OBJECTIVES —
**1)** Retype the portion of the Mezon Call Translation page from "Mezon Call Translation" up to and including "STT model (Linux/macOS)".
**2)** In the Mezon Call Translation page, why do the setup and model-download steps each give two different script commands?
## Start EXTRACT
Mezon Call Translation

Real-time Speech-to-Text (STT) system with multi-client support, horizontal scaling, and LiveKit integration

🚀 Quick Start

Option 1: Basic Setup

# 1. Setup environment
./scripts/setup.sh                    # Linux/macOS
.\scripts\setup.ps1                    # Windows

# 2. Download models
./scripts/download-vosk-model.sh       # STT model (Linux/macOS)
.\scripts\download-vosk-model.ps1       # STT model (Windows)

./scripts/download-kokoro-model.sh     # TTS model (Linux/macOS)
.\scripts\download-kokoro-model.ps1     # TTS model (Windows)

# 3. Configure environment
cp env.example .env                    # Edit with your LiveKit credentials

# 4. Run the system
./scripts/run-dev.sh                   # Development mode
./scripts/run-prod.sh                  # Production mode

Option 2: Horizontal Scaling (Recommended for Production)
## End EXTRACT
## Start ENTRIES
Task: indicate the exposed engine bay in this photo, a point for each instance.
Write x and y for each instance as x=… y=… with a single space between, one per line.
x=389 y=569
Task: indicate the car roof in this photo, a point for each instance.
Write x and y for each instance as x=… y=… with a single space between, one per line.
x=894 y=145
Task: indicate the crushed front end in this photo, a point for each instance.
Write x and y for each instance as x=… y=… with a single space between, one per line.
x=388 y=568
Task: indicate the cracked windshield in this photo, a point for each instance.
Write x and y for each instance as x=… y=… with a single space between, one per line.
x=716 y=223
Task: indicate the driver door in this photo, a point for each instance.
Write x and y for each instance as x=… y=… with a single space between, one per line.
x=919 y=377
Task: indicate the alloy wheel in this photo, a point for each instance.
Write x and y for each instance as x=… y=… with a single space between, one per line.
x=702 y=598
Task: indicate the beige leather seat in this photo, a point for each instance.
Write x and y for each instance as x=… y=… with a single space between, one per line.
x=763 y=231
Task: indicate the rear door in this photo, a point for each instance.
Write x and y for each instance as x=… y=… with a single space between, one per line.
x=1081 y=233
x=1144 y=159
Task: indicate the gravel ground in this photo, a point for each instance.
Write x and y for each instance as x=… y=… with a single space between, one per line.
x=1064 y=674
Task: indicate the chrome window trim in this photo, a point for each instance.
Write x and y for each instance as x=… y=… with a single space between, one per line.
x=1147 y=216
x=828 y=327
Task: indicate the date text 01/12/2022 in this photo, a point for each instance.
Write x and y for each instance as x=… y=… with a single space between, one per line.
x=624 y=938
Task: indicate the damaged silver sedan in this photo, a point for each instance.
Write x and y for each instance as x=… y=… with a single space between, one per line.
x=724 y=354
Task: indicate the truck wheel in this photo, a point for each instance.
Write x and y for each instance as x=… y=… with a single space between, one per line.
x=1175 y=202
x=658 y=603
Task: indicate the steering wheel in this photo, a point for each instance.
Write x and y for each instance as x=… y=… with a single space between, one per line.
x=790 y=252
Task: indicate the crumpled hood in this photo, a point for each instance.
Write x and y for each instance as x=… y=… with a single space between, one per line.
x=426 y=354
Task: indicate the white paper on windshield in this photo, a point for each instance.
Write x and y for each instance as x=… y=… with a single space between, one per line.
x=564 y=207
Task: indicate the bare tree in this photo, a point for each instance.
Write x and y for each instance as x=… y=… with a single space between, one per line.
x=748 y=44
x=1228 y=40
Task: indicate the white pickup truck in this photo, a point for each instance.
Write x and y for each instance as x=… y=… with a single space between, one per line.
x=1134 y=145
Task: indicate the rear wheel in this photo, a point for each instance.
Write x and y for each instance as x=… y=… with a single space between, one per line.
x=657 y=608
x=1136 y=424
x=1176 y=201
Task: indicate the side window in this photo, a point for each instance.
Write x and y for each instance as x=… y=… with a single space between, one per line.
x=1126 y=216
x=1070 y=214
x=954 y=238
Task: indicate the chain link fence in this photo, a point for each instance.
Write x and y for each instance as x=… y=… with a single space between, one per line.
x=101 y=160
## End ENTRIES
SOLUTIONS TO THE TASKS —
**1)**
Mezon Call Translation

Real-time Speech-to-Text (STT) system with multi-client support, horizontal scaling, and LiveKit integration

🚀 Quick Start

Option 1: Basic Setup

# 1. Setup environment
./scripts/setup.sh                    # Linux/macOS
.\scripts\setup.ps1                    # Windows

# 2. Download models
./scripts/download-vosk-model.sh       # STT model (Linux/macOS)

**2)** Each step gives one script per operating system. The .sh scripts are for Linux/macOS, and the .ps1 scripts are for Windows.